Data entries:
++++++++++

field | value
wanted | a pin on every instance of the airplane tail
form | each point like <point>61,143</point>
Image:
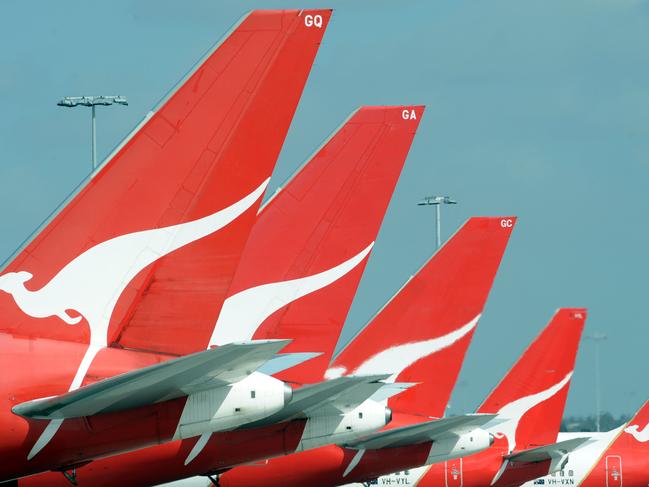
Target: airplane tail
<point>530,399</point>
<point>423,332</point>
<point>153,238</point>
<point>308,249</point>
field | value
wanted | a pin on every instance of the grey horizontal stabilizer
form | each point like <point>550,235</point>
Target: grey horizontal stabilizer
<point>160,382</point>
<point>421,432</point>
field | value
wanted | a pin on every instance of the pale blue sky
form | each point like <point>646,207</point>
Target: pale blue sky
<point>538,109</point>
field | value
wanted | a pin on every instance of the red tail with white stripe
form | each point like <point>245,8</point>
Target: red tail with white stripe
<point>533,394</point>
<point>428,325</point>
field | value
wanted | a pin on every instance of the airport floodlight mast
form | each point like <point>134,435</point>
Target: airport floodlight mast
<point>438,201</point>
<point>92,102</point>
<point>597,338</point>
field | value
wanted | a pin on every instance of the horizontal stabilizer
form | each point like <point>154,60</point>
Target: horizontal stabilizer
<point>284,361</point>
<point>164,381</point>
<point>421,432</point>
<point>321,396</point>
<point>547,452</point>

++++++++++

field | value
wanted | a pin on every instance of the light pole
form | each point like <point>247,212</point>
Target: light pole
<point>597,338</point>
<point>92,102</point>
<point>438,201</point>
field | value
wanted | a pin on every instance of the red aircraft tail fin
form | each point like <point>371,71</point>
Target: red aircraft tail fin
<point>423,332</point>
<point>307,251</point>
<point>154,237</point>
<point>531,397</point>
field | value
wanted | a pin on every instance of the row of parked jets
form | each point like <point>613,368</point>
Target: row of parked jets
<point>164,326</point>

++++++++++

Problem to work on: Which lines in the listing above contain the string "pale", with case counting? Copy each of those lines in full.

The result:
wanted | a pin on every instance of the pale blue sky
Target: pale blue sky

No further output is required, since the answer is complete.